■ **Set exercise 1**
Retype part of the commentary on the third Palaszczuk Government word for word, beginning at the words "Four-year terms on" and stopping after "of George Street.".
■ **Set exercise 2**
Summarize the commentary on the third Palaszczuk Government in two sentences.

■ **Given text**
┌────────

The Palaszczuk Government has started its third term in office with a steady-as-she-goes approach, which may prove politically problematic once the glow of victory wears off, writes Dennis Atkins

Print article

Annastacia Palaszczuk and her ministers have just begun something that’s novel for a state government – a four-year fixed term unencumbered by the otherwise disruptive vagaries of politics.

No wonder it was hard to catch a glimpse of any of them not smiling as parliament resumed last week.

An increased, relatively comfortable majority and a disheartened, diminished Opposition, must make the world look like an open road.

It’s understandable and the glow of this victory will take time to wear off but wear off it will. It may happen quite quickly, with a portentous and painful voter sting.

Four-year terms on the state stage are novel, but for local government, this way of doing things is about to enter its third decade.

Local government authorities have had five four-year terms since 2000, embarking on the fifth earlier this year.

Close observers of this new electoral landscape for councils issue a couple of not-to-be-ignored warnings for those plying their trade down the leafy end of George Street.

Local councils have learnt voters are inclined to mark them harder than they felt they did with three-year terms. People worry about politicians having power for this extended period and express concern about the social and economic impact of decisions.

Distilled down, the message is clear: tread carefully and don’t take the voters for granted. Take people with you – don’t assume the public will follow quietly.

A week might be a long time in politics, as the adage goes, but in a four-year term, it’s the blink of an eye.

This said, we can make some casual assessments of how the Labor Government is looking after one week back in the 160-year-old, French Renaissance sandstone edifice.

Primarily, this government doesn’t seem to have an agenda any more adventurous or ambitious than the “steady as she goes” approach that barely sufficed during its first five years in office.

If you had to offer a three-word slogan for the third Palaszczuk Government, it would be “business as usual”. This is extraordinary and, for Labor’s longer-term prospects, a worry.

The budget handed down by Cameron Dick – seven months into a job he assumed after the demise of former deputy premier Jackie Trad – was dull and barely worthy.

While other, comparable state governments have been imaginative and bold, Queensland’s Labor Government offered something that looked more “paint by numbers” than “what can we do with a once in a 100-year opportunity?”.

New South Wales reformed state taxes, is doing away with stamp duty, and rolled out an imaginative energy and environment policy that leaves other states behind.

The tax reform has been hailed by almost everyone and the energy scheme is winning plaudits and drawing sneers from federal Nationals politicians.

The energy plan promises a $32 billion private investment bonanza, aimed at providing 12 gigawatts of energy storage – led by pumped hydro – in the decade ahead.

The plan could take NSW from a current renewable energy share of 16 percent of all generation to 60 percent within 10 years.

Victoria grabbed the lever marked “big” and delivered with a truly bold social and affordable housing package at the top of the budget to-do list.

└────────

■ **Data rows**
┌────────

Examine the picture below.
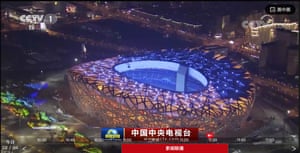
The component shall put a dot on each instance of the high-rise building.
(282, 53)
(293, 60)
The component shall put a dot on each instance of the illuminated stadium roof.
(192, 88)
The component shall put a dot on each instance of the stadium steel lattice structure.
(118, 100)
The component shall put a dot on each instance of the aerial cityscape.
(89, 76)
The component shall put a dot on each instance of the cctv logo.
(39, 18)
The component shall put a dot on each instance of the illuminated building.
(190, 88)
(267, 33)
(280, 54)
(293, 60)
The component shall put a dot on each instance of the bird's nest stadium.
(188, 88)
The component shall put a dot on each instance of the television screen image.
(147, 76)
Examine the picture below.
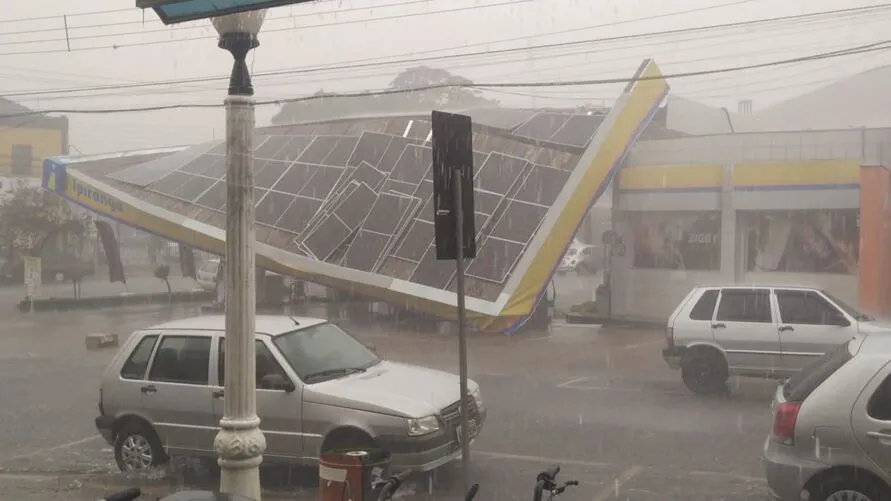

└────────

■ **Task output 1**
Four-year terms on the state stage are novel, but for local government, this way of doing things is about to enter its third decade.

Local government authorities have had five four-year terms since 2000, embarking on the fifth earlier this year.

Close observers of this new electoral landscape for councils issue a couple of not-to-be-ignored warnings for those plying their trade down the leafy end of George Street.

■ **Task output 2**
The Palaszczuk Government has begun a novel four-year fixed term with an increased, relatively comfortable majority. However, local councils have found that voters mark them harder over such terms, and the government's "steady as she goes" approach and dull budget look unambitious beside New South Wales's tax reform and energy plan and Victoria's bold social and affordable housing package.